Object location annotation data:
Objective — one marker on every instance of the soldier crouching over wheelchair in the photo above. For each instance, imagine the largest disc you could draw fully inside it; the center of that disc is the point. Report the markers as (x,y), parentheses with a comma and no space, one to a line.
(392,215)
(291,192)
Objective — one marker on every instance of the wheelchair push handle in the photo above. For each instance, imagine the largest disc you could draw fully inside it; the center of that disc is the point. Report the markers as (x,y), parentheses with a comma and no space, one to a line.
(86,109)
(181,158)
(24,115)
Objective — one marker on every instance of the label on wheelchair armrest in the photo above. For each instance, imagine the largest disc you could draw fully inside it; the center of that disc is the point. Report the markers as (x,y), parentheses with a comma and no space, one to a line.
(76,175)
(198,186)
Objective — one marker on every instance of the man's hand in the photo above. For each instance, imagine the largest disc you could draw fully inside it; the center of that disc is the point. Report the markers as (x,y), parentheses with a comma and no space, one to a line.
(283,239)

[PROBLEM REQUIREMENTS] Scale all the entries above by writing out every line again, requests included, with each x and y coordinate in the answers multiplied by 0.65 and rounded to the nearest whole number, halves rounded up.

[WRITTEN SOLUTION]
Objective — one marker on every instance of the soldier crouching over wheelchair in the photo above. For each instance, imagine the largest disc you could draw fully inside it; the center of that disc is the point. Report the markers as (x,y), parentheses with a comma and no space, one to a line.
(255,140)
(189,125)
Objective — one marker on every instance of the wheelchair push handle in the photo above. For each instance, imagine the largest disc you could draw fully inside it; the center of that disc is the point. Report the markers as (x,y), parentheses with a comma and no space, one to a line.
(56,71)
(118,103)
(16,75)
Objective — one marker on every instance of the label on wheelchair armrest in the photo above. For each instance, imagine the largest disc you could draw fully inside it; the center of that disc is the point. Report the markers as (x,y), parentheses with a comma and no space, one to a line.
(49,114)
(129,121)
Objective — one marker on every instance of the man's hand in the photo above. For each instance, imagine the largest disc you could draw fully inside it; the center of that disc is the point. Report the markers as (x,y), parentheses with a comma and no space, one to a line.
(184,155)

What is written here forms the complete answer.